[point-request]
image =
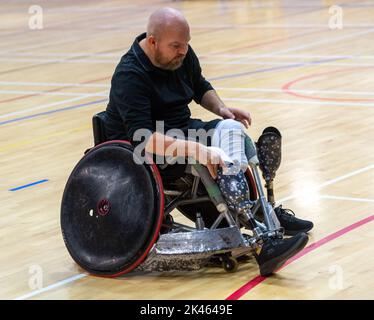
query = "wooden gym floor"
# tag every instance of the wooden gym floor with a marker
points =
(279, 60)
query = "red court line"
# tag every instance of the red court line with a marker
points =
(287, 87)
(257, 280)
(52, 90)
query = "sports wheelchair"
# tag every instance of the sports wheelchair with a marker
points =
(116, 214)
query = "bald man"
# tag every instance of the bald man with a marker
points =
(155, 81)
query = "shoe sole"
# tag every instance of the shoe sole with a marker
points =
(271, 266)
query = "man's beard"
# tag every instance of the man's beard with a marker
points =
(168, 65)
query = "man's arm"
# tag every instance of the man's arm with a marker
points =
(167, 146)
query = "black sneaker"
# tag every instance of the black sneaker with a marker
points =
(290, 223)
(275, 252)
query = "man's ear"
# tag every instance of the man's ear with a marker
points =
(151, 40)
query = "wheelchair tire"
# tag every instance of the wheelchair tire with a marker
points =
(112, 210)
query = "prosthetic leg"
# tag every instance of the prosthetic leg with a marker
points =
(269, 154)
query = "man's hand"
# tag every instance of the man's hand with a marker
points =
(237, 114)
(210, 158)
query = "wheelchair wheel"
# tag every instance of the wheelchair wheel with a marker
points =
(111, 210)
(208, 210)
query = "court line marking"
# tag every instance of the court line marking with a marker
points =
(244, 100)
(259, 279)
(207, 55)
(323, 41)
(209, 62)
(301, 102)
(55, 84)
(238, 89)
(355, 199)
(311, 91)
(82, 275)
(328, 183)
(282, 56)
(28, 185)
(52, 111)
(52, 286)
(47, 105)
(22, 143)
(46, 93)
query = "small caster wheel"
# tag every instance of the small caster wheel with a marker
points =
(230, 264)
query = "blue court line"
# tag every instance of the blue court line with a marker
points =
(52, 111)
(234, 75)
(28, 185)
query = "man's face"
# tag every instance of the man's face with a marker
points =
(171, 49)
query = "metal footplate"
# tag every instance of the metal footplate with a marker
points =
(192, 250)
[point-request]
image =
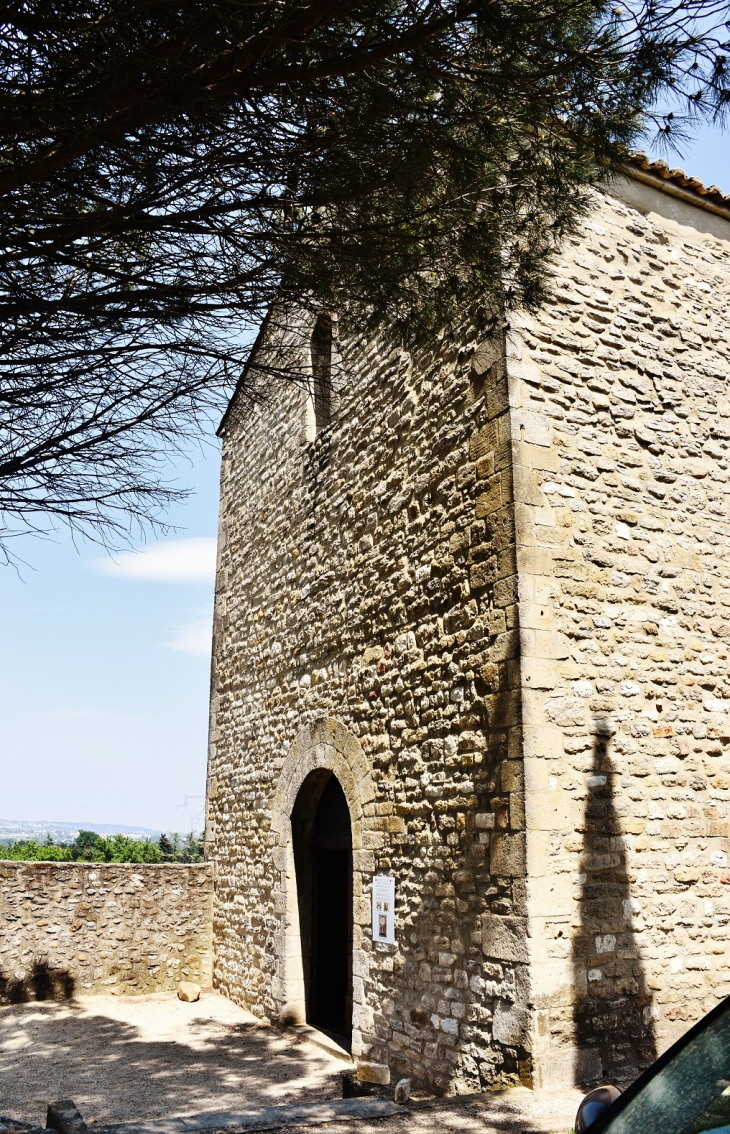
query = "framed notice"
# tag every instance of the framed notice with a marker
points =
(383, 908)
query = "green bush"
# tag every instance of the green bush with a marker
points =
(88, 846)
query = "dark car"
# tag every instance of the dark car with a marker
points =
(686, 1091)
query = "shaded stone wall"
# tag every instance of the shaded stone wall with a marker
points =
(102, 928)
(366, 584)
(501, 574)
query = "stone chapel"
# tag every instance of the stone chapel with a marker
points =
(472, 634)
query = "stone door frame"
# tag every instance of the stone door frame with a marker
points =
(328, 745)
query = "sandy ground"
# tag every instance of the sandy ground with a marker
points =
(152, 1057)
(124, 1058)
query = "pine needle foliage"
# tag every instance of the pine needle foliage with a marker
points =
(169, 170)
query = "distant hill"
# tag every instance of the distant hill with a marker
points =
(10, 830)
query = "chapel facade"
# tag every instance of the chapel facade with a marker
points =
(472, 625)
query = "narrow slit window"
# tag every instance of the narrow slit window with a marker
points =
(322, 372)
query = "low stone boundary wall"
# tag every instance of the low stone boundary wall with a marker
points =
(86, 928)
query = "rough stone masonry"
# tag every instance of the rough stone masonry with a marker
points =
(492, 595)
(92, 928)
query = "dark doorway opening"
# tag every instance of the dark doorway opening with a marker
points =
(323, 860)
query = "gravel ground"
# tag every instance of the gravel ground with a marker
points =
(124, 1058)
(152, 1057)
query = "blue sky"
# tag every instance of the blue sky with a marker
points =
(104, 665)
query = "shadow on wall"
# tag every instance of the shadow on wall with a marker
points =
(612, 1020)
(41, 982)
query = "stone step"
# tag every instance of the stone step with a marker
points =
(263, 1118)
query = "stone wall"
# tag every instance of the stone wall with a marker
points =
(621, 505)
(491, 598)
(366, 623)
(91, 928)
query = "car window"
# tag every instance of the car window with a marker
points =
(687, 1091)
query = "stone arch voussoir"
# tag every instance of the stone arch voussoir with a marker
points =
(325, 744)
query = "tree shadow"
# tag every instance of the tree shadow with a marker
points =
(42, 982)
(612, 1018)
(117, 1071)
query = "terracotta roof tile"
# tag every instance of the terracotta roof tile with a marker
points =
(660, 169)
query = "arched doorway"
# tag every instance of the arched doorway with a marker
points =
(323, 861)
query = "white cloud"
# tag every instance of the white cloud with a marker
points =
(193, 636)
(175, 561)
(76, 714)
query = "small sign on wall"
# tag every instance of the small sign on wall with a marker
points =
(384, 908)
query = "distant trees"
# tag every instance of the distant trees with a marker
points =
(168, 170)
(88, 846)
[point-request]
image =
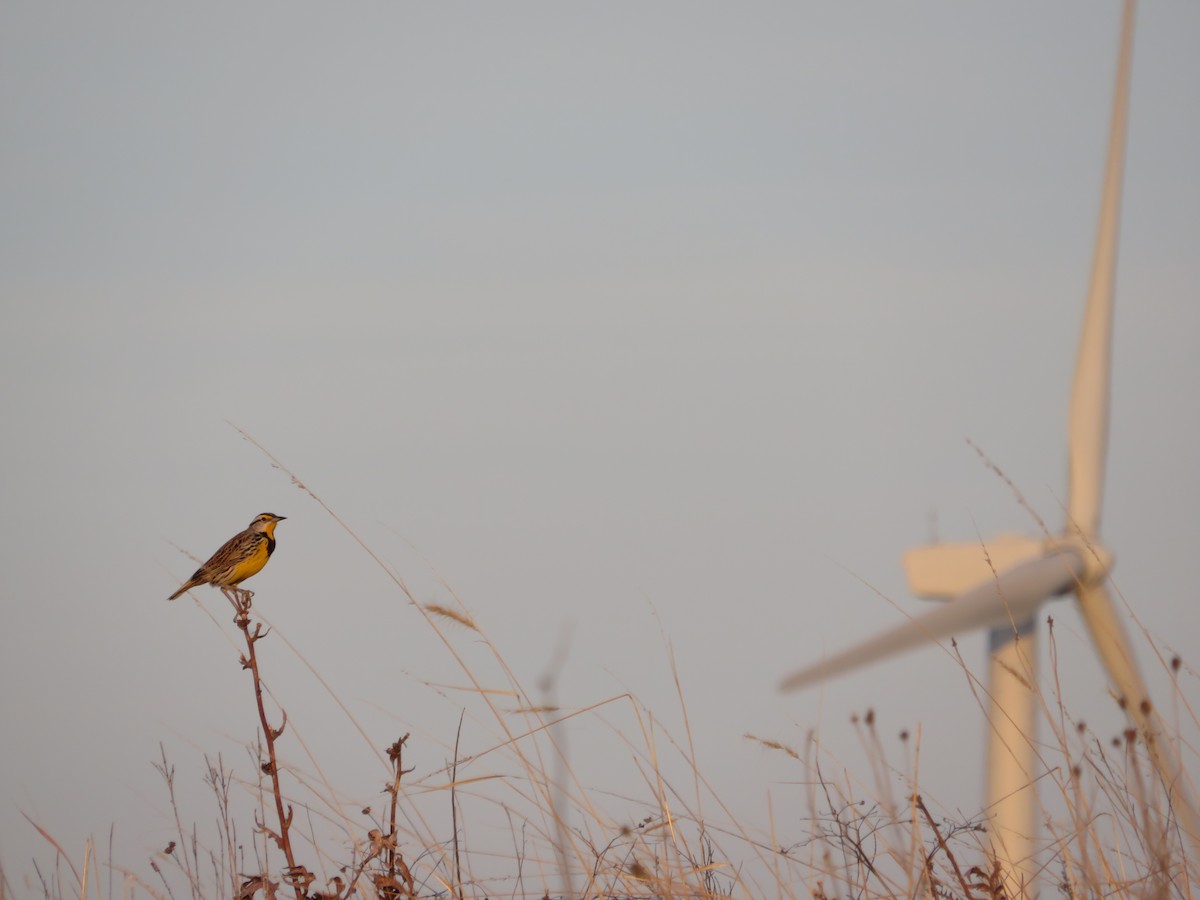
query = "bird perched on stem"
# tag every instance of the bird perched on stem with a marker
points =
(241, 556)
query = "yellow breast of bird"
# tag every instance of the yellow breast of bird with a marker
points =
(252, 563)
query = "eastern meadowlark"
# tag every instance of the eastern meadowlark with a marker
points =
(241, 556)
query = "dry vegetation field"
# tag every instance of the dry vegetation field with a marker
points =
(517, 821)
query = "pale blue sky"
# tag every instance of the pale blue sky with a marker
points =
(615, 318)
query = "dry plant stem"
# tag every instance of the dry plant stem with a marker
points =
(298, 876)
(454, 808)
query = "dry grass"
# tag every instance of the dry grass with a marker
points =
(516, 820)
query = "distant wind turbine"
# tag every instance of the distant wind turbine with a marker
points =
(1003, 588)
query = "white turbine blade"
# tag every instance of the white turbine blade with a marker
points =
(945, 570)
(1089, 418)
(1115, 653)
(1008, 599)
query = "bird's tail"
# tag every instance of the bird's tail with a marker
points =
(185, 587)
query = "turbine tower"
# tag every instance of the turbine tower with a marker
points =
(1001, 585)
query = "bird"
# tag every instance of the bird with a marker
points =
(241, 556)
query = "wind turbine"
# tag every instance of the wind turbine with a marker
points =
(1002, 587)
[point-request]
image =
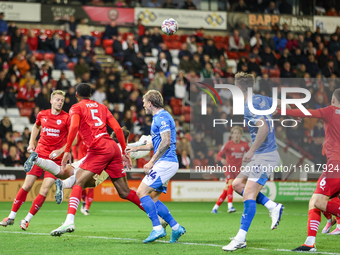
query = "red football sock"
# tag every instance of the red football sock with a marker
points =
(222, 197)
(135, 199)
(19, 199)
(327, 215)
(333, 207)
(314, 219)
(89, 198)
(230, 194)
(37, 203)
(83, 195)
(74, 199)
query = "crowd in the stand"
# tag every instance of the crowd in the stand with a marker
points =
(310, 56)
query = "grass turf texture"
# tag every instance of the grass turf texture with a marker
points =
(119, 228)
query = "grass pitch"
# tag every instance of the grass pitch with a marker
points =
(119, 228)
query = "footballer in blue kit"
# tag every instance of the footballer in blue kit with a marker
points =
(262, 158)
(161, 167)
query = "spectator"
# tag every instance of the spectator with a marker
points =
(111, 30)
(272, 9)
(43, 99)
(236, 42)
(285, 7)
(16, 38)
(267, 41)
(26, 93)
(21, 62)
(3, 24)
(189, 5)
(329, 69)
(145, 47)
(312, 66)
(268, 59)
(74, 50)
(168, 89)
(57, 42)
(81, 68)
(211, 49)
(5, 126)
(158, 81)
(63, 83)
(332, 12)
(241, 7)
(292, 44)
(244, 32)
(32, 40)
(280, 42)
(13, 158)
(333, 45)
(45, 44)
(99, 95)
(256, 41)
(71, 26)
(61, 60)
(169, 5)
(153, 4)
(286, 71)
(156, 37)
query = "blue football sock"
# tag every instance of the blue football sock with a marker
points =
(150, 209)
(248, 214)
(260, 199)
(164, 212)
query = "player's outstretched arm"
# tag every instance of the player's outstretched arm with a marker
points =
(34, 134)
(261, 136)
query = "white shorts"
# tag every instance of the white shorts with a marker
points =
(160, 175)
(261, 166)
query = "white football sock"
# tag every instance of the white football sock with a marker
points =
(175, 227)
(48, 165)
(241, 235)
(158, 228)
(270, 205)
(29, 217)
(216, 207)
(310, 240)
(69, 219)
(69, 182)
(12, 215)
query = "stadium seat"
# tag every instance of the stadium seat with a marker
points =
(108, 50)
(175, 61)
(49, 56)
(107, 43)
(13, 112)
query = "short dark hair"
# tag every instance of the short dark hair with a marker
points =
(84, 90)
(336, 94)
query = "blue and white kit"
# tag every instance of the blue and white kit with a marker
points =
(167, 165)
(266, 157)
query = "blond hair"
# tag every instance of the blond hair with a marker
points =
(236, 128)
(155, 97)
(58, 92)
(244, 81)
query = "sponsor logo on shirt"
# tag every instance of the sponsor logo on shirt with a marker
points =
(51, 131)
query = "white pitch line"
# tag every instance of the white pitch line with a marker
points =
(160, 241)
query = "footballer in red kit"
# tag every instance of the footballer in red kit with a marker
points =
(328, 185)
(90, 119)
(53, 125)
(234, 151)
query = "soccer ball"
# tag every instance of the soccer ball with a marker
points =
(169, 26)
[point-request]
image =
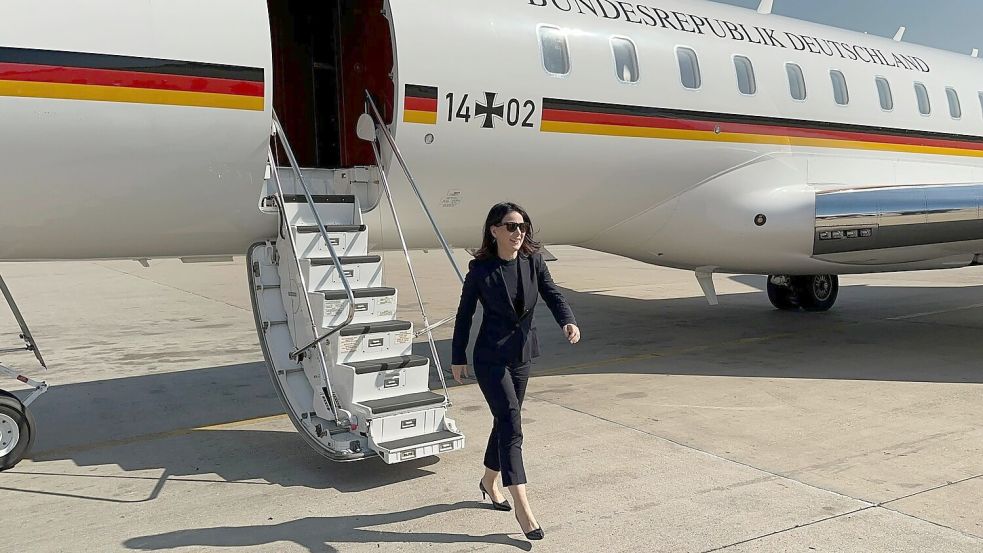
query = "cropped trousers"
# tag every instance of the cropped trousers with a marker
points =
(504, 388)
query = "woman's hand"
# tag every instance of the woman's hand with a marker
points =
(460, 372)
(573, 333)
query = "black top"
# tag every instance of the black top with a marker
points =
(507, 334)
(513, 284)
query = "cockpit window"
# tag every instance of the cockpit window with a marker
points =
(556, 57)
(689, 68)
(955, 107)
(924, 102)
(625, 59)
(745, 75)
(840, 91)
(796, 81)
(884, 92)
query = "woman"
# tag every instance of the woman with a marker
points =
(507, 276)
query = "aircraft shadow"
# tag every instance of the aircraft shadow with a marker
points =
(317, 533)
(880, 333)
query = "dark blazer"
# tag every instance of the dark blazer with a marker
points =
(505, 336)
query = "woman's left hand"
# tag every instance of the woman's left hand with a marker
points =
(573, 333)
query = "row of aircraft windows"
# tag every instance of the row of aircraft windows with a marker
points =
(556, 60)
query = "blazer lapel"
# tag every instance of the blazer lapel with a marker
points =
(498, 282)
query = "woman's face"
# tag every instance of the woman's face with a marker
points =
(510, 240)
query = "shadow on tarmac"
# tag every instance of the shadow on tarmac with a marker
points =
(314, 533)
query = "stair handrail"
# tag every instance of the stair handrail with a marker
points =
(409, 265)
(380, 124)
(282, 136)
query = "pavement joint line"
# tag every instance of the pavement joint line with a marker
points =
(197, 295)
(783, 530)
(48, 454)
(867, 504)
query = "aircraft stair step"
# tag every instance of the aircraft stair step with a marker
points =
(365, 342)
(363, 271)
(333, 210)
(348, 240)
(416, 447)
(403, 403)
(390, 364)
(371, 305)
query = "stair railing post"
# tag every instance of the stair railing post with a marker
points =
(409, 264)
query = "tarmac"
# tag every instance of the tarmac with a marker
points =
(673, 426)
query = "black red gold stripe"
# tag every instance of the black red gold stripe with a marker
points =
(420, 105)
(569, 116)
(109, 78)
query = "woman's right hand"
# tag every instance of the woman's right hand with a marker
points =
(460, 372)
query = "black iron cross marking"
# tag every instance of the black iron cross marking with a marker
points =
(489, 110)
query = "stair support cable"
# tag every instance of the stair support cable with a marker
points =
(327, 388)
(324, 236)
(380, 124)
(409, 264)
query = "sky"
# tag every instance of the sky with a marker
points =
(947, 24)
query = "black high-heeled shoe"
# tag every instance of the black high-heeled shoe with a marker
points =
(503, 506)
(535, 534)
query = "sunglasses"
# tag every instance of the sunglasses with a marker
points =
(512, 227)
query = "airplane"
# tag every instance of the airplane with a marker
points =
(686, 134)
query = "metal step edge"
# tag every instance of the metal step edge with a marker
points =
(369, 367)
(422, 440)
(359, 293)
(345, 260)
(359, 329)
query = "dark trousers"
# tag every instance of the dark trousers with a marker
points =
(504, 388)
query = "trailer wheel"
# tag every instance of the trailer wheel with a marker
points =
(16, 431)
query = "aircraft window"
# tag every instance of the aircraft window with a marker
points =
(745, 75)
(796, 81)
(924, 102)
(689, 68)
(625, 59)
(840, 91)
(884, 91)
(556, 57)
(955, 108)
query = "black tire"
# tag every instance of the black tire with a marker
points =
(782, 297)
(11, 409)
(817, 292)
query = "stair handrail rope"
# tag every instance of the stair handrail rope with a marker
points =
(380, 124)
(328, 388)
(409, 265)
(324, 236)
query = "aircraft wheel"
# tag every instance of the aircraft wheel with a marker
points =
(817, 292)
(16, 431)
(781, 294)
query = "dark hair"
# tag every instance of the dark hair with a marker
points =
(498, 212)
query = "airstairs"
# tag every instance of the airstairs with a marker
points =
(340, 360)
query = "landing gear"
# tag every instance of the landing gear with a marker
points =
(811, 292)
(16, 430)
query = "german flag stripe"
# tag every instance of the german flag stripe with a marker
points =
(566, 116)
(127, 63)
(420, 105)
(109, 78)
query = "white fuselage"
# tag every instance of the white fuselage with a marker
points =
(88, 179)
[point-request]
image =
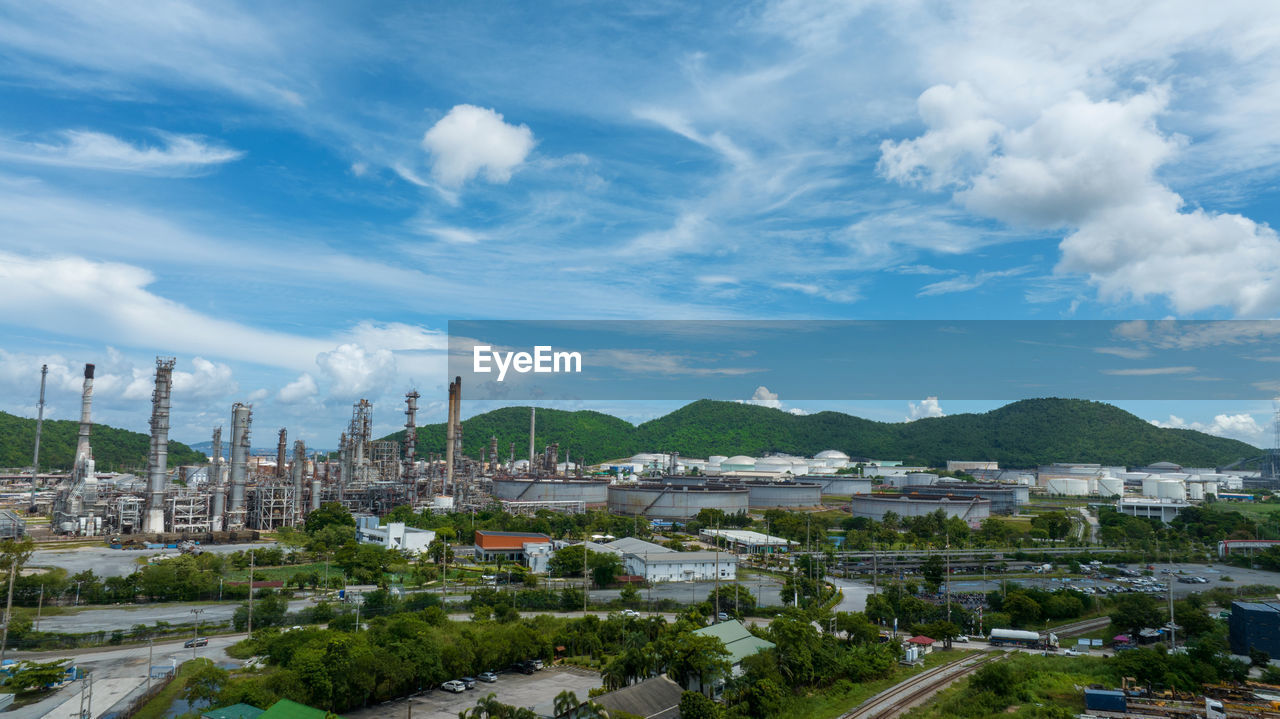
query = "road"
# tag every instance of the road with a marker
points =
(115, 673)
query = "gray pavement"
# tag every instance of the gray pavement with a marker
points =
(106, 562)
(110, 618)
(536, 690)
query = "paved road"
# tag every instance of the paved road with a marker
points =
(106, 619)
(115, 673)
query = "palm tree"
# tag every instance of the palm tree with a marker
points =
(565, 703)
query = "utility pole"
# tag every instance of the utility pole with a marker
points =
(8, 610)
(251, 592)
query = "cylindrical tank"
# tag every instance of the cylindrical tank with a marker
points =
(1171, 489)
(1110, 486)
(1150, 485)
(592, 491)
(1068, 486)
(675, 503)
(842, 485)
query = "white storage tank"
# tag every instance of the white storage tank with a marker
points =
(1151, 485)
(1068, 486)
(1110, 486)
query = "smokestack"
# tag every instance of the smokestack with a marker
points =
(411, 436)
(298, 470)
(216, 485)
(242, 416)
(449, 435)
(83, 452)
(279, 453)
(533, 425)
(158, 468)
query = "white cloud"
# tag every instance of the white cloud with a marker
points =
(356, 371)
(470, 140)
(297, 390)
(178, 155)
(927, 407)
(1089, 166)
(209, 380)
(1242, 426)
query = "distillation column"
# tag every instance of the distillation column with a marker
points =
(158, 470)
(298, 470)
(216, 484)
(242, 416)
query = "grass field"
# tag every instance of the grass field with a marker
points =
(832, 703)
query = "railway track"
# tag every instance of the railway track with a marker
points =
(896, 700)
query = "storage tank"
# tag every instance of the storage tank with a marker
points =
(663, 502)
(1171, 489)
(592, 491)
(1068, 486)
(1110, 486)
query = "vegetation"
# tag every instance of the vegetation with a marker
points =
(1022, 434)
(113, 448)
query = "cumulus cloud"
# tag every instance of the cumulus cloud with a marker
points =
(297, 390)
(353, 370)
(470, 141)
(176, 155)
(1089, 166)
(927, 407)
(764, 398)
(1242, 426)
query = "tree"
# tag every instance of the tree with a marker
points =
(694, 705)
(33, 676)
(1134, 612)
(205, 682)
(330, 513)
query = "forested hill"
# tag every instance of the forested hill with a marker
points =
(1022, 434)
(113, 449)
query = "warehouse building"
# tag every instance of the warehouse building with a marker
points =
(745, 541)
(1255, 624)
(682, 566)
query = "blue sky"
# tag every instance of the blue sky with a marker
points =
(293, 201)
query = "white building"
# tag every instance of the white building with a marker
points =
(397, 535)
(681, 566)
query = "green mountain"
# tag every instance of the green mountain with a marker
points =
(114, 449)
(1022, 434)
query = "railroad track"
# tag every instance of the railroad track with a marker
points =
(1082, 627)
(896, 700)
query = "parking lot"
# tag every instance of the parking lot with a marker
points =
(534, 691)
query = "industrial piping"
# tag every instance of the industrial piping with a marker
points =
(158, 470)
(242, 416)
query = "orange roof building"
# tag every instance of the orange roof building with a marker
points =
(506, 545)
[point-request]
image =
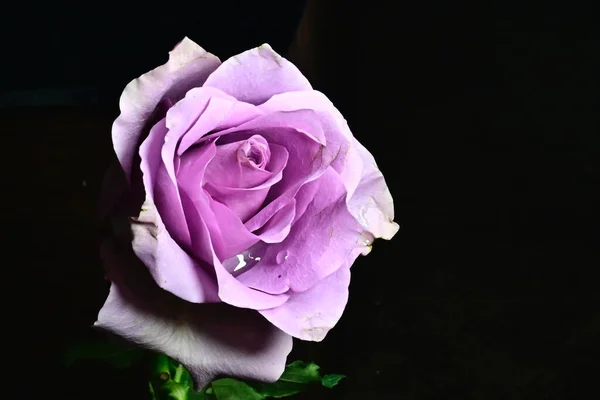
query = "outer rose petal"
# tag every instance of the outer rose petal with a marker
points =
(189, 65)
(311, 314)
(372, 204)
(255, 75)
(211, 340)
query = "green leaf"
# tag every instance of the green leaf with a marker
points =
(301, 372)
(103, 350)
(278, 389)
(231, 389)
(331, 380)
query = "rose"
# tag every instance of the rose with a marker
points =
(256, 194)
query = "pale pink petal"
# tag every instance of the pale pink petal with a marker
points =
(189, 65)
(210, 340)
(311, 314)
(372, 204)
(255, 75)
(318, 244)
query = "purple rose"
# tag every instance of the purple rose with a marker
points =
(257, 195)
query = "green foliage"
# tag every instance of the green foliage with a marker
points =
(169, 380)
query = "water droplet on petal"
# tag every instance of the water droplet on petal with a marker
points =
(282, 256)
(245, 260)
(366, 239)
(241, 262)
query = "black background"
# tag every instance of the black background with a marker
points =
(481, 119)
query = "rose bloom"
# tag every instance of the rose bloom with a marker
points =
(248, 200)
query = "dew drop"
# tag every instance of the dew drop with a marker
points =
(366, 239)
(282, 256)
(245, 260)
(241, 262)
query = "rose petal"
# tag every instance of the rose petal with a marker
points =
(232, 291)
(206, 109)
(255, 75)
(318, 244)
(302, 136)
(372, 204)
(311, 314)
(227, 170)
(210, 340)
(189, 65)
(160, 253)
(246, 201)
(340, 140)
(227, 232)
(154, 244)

Written problem
Pull out each line above that contains the word "lapel", and treat uppercase and lowercase letters as different.

Exercise output
query = "blazer lapel"
# tag every instance of the blazer lapel with a marker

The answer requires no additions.